* Task directions:
Convert the part of the items below that opens with the line containing "the camera strap" and closes with the line containing "(385, 1017)", both included, into a Markdown table with the columns No. and Text. Number the lines in No., put each line in Text, and leave out blank lines.

# Records provided start

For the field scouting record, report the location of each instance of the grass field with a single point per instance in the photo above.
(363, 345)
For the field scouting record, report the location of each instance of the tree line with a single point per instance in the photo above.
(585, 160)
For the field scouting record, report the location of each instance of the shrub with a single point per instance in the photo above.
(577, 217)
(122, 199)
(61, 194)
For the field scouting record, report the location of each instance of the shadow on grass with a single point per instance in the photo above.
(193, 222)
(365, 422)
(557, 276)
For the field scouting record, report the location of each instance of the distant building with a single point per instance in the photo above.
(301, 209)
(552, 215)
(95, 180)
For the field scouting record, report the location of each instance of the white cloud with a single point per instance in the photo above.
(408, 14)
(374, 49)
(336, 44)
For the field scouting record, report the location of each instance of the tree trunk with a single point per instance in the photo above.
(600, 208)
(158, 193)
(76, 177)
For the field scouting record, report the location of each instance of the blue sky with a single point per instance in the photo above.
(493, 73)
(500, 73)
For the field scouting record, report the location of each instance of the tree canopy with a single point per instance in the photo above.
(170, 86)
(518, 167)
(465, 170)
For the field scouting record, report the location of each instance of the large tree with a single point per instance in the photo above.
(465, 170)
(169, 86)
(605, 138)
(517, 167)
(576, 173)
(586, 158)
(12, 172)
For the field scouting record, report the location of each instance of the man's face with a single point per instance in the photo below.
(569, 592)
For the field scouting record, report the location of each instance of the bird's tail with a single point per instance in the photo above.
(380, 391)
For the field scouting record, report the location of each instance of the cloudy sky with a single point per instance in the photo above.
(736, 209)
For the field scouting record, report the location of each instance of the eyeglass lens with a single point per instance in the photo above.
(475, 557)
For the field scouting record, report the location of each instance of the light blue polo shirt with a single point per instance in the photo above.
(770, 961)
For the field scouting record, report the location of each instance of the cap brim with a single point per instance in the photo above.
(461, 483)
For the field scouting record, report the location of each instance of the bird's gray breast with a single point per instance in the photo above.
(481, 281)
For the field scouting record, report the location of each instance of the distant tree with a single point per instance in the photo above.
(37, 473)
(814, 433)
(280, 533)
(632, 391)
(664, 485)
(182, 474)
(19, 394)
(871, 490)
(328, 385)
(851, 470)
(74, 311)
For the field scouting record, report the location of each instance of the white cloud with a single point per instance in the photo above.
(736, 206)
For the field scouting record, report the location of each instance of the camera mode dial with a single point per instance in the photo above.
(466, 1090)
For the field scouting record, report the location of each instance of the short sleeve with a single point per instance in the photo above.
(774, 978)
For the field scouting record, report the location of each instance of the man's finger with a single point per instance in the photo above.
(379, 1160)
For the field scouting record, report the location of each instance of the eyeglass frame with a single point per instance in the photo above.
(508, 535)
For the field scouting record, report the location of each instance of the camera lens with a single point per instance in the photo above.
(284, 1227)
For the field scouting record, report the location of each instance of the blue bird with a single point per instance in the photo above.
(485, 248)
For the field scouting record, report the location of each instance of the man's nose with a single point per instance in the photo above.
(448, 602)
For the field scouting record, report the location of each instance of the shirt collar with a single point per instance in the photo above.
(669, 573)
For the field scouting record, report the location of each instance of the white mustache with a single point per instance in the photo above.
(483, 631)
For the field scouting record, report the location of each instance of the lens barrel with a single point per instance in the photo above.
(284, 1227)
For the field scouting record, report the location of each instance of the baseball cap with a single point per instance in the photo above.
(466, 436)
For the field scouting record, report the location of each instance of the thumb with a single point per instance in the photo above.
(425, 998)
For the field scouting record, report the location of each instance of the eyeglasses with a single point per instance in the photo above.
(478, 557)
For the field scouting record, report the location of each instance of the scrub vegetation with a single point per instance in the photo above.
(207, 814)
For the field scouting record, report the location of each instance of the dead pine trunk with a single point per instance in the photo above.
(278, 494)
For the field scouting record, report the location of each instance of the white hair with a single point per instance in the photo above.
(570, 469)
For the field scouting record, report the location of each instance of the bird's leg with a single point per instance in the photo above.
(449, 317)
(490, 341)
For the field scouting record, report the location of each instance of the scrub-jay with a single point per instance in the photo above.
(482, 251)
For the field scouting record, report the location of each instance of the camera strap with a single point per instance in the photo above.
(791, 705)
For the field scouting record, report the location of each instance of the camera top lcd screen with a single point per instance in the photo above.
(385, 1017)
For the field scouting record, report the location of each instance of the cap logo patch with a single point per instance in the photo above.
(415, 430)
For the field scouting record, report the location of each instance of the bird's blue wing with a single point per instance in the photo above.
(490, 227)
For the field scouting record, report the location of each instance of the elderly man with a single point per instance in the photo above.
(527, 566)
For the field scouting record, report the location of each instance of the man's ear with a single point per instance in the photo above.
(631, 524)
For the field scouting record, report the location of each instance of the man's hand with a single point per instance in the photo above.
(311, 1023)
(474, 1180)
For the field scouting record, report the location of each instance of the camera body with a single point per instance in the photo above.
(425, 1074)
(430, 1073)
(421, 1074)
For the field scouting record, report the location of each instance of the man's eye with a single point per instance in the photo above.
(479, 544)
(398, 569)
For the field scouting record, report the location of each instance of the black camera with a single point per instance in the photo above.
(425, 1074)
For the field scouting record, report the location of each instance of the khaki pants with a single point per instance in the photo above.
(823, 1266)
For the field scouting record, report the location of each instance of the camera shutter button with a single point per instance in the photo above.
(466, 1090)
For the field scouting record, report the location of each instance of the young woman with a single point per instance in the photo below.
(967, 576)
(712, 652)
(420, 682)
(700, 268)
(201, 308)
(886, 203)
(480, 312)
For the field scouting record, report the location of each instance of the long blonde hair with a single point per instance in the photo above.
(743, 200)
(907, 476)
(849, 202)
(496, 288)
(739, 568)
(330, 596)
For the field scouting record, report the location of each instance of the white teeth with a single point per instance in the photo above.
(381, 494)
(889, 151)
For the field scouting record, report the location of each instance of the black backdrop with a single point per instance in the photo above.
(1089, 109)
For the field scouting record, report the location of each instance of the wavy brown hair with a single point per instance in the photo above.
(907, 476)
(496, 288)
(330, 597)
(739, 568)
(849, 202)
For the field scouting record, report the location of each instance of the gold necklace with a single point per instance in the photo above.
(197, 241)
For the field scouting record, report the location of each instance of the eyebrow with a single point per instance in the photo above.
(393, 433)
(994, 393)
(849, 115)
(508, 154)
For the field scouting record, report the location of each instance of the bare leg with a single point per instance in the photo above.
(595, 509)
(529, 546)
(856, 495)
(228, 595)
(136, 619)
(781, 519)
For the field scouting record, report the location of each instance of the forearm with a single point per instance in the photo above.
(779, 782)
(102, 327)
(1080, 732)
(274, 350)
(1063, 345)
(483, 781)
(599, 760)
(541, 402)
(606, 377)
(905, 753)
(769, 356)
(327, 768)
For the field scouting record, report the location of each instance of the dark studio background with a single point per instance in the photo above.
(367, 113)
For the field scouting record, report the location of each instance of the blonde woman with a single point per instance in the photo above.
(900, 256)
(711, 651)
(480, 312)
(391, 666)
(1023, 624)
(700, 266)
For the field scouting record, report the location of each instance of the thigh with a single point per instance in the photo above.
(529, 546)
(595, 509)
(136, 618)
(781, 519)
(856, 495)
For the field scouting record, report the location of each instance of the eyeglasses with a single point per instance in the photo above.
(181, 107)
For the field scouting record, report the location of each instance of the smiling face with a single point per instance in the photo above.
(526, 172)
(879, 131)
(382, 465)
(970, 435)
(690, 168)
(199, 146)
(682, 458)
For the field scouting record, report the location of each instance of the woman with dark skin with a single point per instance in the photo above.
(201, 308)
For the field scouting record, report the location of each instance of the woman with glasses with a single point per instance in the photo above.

# Records provided end

* Response below:
| No. | Text |
|---|---|
| 1 | For the field scouting record, report the location of each instance of the camera strap with a single point per instance in the photo above. |
| 2 | (791, 705) |
| 3 | For the field scouting record, report the location of each instance of the camera top lcd screen with a single point per instance in the photo above. |
| 4 | (385, 1017) |